▶ What the exercise asks
Repeat every line of the data verbatim.

□ □ □ □ □

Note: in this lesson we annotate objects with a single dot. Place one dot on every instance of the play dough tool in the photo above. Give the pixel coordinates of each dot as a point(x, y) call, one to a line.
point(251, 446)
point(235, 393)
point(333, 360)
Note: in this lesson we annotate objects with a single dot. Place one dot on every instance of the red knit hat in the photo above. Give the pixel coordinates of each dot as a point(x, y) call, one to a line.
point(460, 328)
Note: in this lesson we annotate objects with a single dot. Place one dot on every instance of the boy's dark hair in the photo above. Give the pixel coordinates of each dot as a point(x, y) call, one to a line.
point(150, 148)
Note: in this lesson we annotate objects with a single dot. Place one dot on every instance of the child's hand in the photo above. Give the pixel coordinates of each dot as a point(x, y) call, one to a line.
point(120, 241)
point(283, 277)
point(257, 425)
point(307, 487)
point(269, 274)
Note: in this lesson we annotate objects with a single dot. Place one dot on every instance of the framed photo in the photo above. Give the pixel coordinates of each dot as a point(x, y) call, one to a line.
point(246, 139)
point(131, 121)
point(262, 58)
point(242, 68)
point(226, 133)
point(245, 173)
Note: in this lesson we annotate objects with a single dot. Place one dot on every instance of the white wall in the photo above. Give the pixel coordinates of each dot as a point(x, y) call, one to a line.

□ □ □ □ □

▶ Solution for this task
Note: in this lesson we annotate objects with a single dot. Place one dot on every instance of the play dough tool in the photo above. Give the pixel coordinates of each dot as a point(x, y) call, one to a line.
point(251, 446)
point(235, 393)
point(333, 360)
Note: in this lesson we annotate objects with a single dot. Place one dot on every instance of the red knit hat in the photo above. Give the pixel coordinates of each dot as a point(x, y) call, one to a line.
point(460, 328)
Note: in this lesson we annotate objects with a single dot. Place one dot on every instance of the boy's dark hair in the photo above. Give the pixel coordinates of each dot as a point(x, y) call, one to a line.
point(150, 148)
Note: in this lesson we annotate objects with a single dot. Place one dot on every instance of the child's hand in the photo above. Give the pixel coordinates of each dot as a point(x, y) call, one to a line.
point(120, 241)
point(283, 277)
point(257, 425)
point(307, 487)
point(269, 274)
Note: in this lesson we annotate objects with a single dot. Place one dot on every instance of the framed photo in the photo above. Give the pixel coordinates of each dot as a point(x, y) call, one to a line.
point(246, 139)
point(131, 121)
point(262, 58)
point(242, 68)
point(226, 133)
point(245, 173)
Note: in this lesson we annotate objects with a single dot. Place one dot on every instance of the white wall in the photo above. Give the pixel coordinates of each dot as a point(x, y) call, one to a line.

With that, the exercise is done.